▸ **ACTION ITEM**
The expected result is every entry, retyped character for character.

Collected data:
*** Begin section ***

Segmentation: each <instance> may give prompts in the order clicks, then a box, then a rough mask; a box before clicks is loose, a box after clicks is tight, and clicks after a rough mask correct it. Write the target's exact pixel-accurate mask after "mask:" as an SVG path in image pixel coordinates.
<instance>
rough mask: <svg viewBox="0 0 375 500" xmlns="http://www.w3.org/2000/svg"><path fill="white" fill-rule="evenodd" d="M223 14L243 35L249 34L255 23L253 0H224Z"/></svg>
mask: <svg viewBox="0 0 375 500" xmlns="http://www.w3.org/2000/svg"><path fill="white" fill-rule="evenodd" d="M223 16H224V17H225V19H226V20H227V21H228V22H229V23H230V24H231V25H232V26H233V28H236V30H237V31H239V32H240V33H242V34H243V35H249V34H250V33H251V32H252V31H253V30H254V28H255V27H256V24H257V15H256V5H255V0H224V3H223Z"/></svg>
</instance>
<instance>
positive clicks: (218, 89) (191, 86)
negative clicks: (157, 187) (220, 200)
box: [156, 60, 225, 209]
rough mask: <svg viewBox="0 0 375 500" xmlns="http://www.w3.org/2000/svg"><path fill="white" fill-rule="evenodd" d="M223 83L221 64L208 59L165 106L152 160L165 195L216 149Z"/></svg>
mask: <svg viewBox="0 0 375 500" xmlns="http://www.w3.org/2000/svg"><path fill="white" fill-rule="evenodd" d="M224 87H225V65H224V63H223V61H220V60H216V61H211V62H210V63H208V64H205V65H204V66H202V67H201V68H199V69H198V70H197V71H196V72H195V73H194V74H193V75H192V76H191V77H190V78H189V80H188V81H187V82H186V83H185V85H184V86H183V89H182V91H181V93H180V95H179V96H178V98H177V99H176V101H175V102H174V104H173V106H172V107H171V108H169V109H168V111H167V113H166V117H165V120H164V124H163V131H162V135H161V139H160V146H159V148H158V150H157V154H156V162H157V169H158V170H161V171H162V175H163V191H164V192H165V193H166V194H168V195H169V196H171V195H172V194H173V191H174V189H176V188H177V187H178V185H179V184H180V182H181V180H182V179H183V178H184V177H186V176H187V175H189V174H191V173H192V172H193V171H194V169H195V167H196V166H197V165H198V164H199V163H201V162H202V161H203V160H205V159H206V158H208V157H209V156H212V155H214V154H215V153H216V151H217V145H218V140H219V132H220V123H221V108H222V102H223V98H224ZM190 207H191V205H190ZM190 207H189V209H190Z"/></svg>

*** End section ***

▸ **WORKED SOLUTION**
Segmentation: each <instance> may give prompts in the order clicks, then a box, then a rough mask; a box before clicks is loose, a box after clicks is tight, and clicks after a rough mask correct it. Write the target's exact pixel-accurate mask after "mask:" as an SVG path in image pixel coordinates.
<instance>
rough mask: <svg viewBox="0 0 375 500" xmlns="http://www.w3.org/2000/svg"><path fill="white" fill-rule="evenodd" d="M223 14L243 35L249 34L255 23L253 0H224Z"/></svg>
mask: <svg viewBox="0 0 375 500" xmlns="http://www.w3.org/2000/svg"><path fill="white" fill-rule="evenodd" d="M223 16H224V17H225V19H226V20H227V21H228V22H229V23H230V24H231V25H232V26H233V28H236V30H237V31H239V32H240V33H242V34H243V35H249V34H250V33H251V32H252V31H253V30H254V28H255V27H256V24H257V15H256V5H255V0H224V3H223Z"/></svg>
</instance>
<instance>
positive clicks: (218, 89) (191, 86)
negative clicks: (157, 187) (220, 200)
box: [156, 60, 225, 209]
rough mask: <svg viewBox="0 0 375 500" xmlns="http://www.w3.org/2000/svg"><path fill="white" fill-rule="evenodd" d="M223 83L221 64L208 59L165 106L152 160L165 195L216 149Z"/></svg>
mask: <svg viewBox="0 0 375 500" xmlns="http://www.w3.org/2000/svg"><path fill="white" fill-rule="evenodd" d="M224 87H225V65H224V63H223V61H220V60H216V61H211V62H210V63H208V64H205V65H204V66H202V67H201V68H199V69H198V70H197V71H196V72H195V73H194V74H193V75H192V76H191V77H190V78H189V80H188V81H187V82H186V83H185V85H184V86H183V89H182V91H181V93H180V95H179V96H178V98H177V99H176V101H175V102H174V104H173V106H172V107H171V108H169V109H168V111H167V113H166V117H165V120H164V124H163V131H162V135H161V139H160V146H159V148H158V150H157V154H156V162H157V169H158V170H161V171H162V175H163V191H164V192H165V193H166V194H168V195H169V196H171V195H172V194H173V191H174V189H176V188H177V187H178V185H179V184H180V182H181V180H182V179H183V178H184V177H186V176H187V175H189V174H191V173H192V172H193V171H194V169H195V167H196V166H197V165H198V164H199V163H201V162H202V161H203V160H205V159H206V158H208V157H209V156H212V155H214V154H215V153H216V151H217V145H218V140H219V132H220V123H221V108H222V102H223V98H224ZM190 207H191V205H190ZM190 207H189V209H190Z"/></svg>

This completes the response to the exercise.